● WHAT YOU HAVE TO DO: Locate each line in the listing below that contains the string "snow" and copy it out in full. The match is case-sensitive.

● DATASET EXCERPTS:
· · ·
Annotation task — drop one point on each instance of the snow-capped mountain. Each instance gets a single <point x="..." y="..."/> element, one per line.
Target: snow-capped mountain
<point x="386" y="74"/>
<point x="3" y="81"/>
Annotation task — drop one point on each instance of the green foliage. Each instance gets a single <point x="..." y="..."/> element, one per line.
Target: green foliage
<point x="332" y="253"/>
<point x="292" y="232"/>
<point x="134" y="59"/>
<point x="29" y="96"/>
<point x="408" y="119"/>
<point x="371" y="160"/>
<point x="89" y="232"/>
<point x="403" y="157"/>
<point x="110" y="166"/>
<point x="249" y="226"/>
· · ·
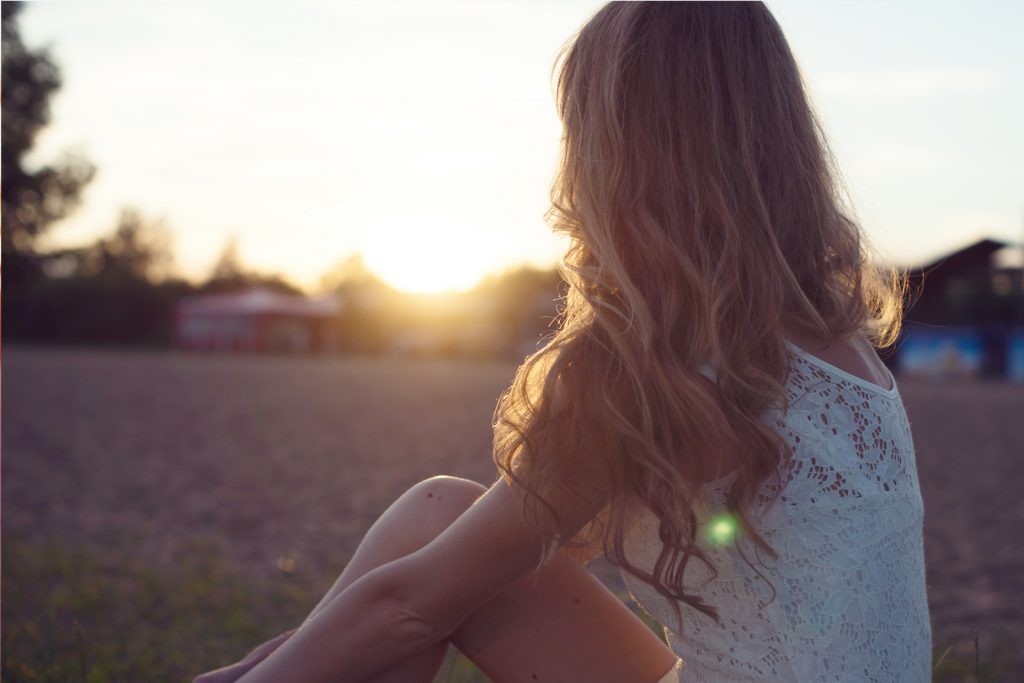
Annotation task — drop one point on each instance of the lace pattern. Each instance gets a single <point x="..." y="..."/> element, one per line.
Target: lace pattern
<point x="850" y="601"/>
· · ·
● EXPECTED ANSWER:
Annotation task — drop one point on each instance of the snow-capped mountain. Each instance gets a single <point x="..." y="..."/> element, one per line.
Target: snow-capped mountain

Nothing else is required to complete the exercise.